(Data extracts Opens)

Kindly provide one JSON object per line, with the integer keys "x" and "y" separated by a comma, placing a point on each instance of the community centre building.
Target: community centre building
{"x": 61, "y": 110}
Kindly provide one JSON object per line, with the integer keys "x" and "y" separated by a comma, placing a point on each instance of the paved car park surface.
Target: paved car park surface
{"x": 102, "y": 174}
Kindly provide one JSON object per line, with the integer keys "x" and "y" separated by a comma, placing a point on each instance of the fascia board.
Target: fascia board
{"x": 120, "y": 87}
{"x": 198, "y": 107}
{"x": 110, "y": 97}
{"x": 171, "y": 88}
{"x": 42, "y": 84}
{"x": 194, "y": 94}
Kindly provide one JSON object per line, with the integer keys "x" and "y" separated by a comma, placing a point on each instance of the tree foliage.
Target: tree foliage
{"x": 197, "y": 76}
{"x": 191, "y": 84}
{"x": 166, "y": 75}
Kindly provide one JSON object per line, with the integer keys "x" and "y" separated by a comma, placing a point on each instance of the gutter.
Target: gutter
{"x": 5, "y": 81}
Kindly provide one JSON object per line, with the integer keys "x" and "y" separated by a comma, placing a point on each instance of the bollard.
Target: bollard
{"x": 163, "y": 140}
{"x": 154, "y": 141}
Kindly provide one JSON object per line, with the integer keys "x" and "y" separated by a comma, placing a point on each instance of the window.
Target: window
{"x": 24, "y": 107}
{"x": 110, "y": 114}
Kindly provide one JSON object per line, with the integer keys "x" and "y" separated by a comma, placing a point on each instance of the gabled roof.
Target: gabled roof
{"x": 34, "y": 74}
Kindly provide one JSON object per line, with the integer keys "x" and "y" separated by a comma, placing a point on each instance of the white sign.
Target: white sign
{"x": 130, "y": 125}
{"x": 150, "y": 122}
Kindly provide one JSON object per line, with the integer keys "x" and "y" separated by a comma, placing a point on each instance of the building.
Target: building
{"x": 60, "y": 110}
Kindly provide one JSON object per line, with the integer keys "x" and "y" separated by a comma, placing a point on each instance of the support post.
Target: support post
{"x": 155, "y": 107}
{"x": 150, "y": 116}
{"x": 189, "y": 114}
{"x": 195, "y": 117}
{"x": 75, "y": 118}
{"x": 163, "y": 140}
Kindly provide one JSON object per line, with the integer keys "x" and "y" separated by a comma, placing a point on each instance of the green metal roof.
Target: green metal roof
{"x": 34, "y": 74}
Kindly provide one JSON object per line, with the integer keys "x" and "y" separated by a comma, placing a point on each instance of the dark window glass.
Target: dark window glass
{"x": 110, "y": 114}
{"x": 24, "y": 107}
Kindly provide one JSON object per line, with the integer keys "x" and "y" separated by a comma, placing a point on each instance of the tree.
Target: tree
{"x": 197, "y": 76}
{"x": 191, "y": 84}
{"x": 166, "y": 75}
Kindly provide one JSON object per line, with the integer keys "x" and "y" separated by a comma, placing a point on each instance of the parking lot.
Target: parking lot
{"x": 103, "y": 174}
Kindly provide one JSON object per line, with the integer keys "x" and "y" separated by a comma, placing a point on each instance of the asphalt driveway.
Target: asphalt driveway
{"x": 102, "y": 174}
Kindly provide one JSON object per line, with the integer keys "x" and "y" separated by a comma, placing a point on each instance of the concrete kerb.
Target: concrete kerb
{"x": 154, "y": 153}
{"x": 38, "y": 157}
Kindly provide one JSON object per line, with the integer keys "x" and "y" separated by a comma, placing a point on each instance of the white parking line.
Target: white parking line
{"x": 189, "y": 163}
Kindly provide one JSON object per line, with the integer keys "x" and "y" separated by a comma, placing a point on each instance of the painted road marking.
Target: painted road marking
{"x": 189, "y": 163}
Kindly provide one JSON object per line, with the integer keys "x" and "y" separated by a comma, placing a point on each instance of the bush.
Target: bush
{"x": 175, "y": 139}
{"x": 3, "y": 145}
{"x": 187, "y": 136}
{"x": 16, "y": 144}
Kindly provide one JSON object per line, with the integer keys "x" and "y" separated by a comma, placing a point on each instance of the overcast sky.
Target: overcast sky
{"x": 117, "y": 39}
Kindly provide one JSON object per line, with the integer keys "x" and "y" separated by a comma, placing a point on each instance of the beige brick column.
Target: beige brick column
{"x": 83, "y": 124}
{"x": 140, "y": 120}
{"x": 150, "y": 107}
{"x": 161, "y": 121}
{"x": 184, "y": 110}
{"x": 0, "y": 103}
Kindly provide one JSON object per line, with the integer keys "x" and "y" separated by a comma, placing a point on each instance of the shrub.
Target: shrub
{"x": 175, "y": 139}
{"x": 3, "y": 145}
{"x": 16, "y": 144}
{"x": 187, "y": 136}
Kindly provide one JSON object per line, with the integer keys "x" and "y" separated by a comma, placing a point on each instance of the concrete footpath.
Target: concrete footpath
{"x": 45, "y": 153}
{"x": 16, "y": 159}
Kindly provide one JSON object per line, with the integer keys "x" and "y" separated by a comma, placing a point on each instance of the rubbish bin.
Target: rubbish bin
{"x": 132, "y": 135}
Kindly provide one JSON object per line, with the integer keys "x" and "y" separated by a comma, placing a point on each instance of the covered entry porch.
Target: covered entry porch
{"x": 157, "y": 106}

(Data extracts Closes)

With the line that has "Target: paved car park surface" as the first and the line that has "of the gutter." as the last, repeat exactly that run of lines above and no more.

Target: paved car park surface
{"x": 102, "y": 174}
Kindly provide one JSON object per line, with the integer keys "x" and "y" separated by a comma, placing a point on each instance of the fascia board.
Target: fascia board
{"x": 120, "y": 87}
{"x": 198, "y": 107}
{"x": 110, "y": 97}
{"x": 171, "y": 88}
{"x": 42, "y": 84}
{"x": 194, "y": 94}
Kindly provide one JSON object per line, with the integer keys "x" and "y" separated by a comma, placing a point on each instance of the tree foliage.
Target: tree foliage
{"x": 197, "y": 76}
{"x": 191, "y": 84}
{"x": 166, "y": 75}
Kindly provide one JSON object per line, with the integer keys "x" and "y" separated by a comma, placing a point on each instance of the gutter.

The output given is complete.